» **PAGE EXTRACT**:
'''

The announcement was made during market hours today, 3 January 2017.

Meanwhile, the S&P BSE Sensex was up 70.27 points or 0.26% at 26,665.72.

On the BSE, 16,000 shares were traded on the counter so far as against the average daily volumes of 15,120 shares in the past one quarter. The stock had hit a high of Rs 128 and a low of Rs 118.55 so far during the day.

The stock had hit a 52-week high of Rs 155 on 25 July 2016 and a 52-week low of Rs 83.90 on 12 February 2016. It had outperformed the market over the past one month till 2 January 2017, advancing 2.07% compared with the Sensexs 1.39% rise. The scrip had also outperformed the market over the past one quarter surging 6.72% as against the Sensexs 4.56% fall.

The small-cap company has equity capital of Rs 6.13 crore. Face value per share is Rs 1.

'''

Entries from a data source
'''

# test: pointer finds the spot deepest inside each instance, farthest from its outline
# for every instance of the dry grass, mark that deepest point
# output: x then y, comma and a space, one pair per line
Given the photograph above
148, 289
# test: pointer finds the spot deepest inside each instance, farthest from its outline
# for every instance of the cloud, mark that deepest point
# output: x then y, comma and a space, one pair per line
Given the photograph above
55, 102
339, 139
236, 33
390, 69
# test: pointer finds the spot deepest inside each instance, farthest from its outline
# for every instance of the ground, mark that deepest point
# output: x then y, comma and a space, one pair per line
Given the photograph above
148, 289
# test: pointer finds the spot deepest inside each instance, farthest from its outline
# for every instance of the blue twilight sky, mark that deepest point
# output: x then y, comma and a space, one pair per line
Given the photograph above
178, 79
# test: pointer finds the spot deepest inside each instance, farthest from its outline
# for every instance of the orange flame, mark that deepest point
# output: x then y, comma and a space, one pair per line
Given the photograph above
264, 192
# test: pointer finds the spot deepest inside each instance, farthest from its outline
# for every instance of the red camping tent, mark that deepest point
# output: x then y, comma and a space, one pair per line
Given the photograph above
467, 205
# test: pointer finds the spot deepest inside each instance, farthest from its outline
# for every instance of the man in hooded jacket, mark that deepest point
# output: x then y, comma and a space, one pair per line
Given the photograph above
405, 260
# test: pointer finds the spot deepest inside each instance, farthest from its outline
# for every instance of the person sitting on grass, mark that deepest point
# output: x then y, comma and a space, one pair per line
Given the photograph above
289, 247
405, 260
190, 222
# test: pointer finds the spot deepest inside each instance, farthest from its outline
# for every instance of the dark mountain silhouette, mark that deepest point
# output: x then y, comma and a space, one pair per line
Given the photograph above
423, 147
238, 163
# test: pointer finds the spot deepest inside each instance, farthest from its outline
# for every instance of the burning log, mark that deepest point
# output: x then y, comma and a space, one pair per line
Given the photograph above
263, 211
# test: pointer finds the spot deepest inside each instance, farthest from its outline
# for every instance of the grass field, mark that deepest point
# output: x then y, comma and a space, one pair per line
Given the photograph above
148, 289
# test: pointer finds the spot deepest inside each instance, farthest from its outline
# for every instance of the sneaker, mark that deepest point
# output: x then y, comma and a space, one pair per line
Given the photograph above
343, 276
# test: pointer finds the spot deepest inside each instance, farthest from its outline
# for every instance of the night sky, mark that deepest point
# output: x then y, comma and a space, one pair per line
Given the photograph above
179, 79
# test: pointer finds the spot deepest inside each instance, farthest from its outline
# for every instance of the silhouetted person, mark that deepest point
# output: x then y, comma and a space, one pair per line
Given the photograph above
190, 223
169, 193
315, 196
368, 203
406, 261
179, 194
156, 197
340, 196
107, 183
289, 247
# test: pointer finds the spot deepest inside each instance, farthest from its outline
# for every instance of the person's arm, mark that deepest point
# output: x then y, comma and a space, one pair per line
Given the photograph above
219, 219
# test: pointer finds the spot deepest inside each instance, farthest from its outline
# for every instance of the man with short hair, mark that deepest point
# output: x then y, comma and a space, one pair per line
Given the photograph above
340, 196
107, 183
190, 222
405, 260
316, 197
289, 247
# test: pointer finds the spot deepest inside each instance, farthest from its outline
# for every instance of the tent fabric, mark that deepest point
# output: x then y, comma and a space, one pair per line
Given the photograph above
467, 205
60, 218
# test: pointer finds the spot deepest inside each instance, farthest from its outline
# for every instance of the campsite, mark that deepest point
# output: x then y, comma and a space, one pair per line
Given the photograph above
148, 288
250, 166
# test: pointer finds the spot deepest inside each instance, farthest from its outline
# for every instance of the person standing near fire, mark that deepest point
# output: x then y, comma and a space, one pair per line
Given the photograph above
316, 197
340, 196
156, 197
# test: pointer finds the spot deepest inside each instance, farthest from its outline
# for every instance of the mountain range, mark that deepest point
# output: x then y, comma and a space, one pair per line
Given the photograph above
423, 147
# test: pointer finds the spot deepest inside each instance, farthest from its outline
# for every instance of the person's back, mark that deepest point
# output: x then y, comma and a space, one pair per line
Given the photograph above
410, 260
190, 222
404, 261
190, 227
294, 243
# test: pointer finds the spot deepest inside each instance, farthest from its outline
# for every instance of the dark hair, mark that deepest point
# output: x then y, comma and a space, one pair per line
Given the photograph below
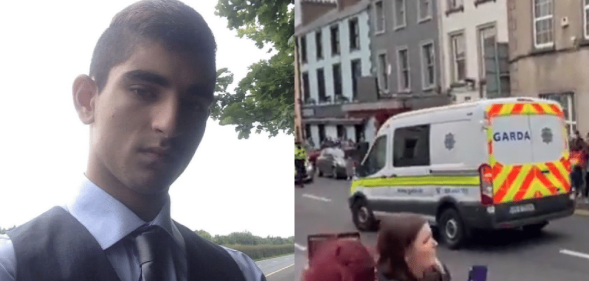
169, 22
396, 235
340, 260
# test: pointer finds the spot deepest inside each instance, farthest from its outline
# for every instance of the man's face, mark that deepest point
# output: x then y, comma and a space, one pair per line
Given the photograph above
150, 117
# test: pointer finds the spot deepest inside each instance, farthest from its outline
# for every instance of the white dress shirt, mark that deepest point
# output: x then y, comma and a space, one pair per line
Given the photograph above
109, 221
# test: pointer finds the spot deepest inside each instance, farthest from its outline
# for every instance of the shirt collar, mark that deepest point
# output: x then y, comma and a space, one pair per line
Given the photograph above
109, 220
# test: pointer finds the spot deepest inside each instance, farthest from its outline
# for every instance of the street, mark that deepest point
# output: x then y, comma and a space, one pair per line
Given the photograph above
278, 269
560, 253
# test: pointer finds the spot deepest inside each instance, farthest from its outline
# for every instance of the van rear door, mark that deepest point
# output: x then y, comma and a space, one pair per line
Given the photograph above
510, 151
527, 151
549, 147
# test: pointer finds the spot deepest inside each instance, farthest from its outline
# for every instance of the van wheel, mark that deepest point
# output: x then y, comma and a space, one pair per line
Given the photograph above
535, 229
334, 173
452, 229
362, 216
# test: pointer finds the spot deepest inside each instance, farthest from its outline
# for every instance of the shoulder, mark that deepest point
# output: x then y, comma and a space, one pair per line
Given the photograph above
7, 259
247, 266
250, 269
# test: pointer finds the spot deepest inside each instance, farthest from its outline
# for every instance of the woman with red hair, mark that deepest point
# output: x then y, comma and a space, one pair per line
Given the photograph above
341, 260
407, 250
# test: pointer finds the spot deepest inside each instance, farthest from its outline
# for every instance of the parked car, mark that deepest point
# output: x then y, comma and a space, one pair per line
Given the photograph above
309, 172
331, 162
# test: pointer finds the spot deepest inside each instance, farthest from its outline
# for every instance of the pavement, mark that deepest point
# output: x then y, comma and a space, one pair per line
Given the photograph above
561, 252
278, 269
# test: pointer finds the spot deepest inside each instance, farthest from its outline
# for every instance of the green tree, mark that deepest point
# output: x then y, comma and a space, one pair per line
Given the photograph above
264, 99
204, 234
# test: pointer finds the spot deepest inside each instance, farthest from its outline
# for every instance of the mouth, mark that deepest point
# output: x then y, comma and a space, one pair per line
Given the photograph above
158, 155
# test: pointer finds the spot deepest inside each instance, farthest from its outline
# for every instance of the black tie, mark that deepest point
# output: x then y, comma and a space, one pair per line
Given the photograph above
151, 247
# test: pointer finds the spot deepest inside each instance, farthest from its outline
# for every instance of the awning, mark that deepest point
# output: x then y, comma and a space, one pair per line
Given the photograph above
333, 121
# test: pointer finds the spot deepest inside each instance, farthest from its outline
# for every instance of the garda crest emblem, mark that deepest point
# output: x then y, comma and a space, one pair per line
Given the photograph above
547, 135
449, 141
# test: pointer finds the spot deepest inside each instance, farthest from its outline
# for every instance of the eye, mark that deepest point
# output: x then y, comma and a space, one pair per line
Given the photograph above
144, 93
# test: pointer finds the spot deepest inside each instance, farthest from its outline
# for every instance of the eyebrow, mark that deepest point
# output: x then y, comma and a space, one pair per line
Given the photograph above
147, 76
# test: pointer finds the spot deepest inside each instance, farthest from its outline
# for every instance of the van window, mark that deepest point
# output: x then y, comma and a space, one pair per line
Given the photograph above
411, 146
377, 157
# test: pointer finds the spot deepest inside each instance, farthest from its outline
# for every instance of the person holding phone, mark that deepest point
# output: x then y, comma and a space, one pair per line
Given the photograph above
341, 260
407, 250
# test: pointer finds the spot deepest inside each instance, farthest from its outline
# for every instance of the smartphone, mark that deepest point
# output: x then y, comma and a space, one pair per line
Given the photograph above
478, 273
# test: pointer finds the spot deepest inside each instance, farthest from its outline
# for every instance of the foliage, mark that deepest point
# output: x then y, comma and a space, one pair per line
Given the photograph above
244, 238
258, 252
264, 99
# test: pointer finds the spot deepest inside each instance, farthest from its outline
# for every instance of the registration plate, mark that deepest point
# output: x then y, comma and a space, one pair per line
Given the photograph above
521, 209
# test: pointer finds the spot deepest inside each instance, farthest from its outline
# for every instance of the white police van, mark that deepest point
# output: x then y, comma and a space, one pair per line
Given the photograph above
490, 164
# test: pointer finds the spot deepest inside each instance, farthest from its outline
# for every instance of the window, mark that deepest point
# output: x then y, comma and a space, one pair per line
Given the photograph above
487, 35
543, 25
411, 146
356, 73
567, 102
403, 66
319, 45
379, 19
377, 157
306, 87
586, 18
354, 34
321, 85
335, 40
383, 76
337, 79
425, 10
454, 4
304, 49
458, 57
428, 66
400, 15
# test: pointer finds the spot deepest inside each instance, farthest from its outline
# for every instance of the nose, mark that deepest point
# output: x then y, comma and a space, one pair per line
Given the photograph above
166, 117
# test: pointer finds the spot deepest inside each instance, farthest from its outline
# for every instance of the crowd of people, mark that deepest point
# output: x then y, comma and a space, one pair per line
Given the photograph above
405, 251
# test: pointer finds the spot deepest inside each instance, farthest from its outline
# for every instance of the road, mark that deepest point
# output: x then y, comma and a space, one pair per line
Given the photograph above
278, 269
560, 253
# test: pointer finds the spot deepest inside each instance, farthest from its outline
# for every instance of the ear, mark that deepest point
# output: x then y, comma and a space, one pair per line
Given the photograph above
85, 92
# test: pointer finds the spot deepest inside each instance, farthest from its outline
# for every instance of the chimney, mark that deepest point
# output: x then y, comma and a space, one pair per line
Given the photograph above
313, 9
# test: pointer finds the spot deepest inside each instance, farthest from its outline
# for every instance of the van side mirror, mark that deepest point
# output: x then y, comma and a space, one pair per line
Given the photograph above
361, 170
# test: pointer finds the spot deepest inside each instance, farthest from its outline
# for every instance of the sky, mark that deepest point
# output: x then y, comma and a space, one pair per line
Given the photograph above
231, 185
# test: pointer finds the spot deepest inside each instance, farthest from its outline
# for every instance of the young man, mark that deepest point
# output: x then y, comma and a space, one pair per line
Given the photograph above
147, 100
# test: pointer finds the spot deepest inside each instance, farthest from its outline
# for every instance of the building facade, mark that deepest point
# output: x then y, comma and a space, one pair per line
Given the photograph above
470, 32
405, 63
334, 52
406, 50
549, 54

'''
'''

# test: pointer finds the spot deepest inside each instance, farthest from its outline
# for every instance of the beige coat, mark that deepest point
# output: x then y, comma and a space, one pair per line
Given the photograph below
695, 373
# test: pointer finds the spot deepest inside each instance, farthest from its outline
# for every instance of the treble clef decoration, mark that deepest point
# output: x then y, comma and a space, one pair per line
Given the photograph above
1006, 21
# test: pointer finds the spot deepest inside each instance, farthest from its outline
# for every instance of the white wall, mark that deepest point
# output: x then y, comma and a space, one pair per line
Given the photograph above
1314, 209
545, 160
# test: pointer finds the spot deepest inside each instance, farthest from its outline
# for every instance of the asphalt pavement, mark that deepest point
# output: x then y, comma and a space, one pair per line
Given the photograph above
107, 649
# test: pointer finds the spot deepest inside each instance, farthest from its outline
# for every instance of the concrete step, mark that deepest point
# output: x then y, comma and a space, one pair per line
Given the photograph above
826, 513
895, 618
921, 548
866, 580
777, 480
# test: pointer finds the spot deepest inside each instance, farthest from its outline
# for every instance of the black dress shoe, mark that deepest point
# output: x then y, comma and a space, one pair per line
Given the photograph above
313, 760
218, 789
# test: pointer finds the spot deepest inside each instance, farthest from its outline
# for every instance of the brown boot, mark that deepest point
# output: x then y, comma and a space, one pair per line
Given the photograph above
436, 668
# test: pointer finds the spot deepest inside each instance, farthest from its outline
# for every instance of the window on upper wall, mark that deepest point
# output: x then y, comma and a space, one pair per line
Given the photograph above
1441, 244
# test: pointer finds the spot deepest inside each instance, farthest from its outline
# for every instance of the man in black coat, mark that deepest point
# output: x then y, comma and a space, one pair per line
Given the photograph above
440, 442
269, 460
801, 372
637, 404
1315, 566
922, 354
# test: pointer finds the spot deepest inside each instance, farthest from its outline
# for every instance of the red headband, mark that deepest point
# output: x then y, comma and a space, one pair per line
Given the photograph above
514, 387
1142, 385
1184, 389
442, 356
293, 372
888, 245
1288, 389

'''

» **WORK INSTRUCTION 1**: Translate this sentence from the stock market report into Spanish: "The small-cap company has equity capital of Rs 6.13 crore."
» **WORK INSTRUCTION 2**: Carry on the stock market report after its final sentence.
These entries were taken from a separate source.

» **FINAL ANSWER 1**: La empresa de pequeña capitalización tiene un capital social de 6,13 crore de rupias.

» **FINAL ANSWER 2**:
Panacea Biotec now has improved supply of Cilamin 250 capsules which has been made available in the retail market. Cilamin 250 capsules are used for treatment of Wilsons disease, Rheumatoid Arthritis and other conditions. The company had been witnessing short supply of these capsules in the market during the last few months due to non-availability of raw material D-Penicillamine in India.

On 9 December 2016, the company had released limited quantities of Cilamin 250 capsule to select stockiest all over India. Now, additional quantity of the same has been made available starting from 2 January 2017 at different stockiest all over India.

Panacea Biotec said it is in regular touch with Department of Pharmaceuticals, NPPA and Drug Controller General of India for facilitating regular supplies of Cilamin 250 capsules in the market.

Panacea Biotec reported net loss of Rs 11.84 crore in Q2 September 2016, lower than net loss of Rs 17 crore in Q2 September 2015. Net sales declined 18.3% to Rs 131.56 crore in Q2 September 2016 over Q2 September 2015.

Panacea Biotec is one of Indias leading research based biotechnology companies with established research, manufacturing and marketing capabilities.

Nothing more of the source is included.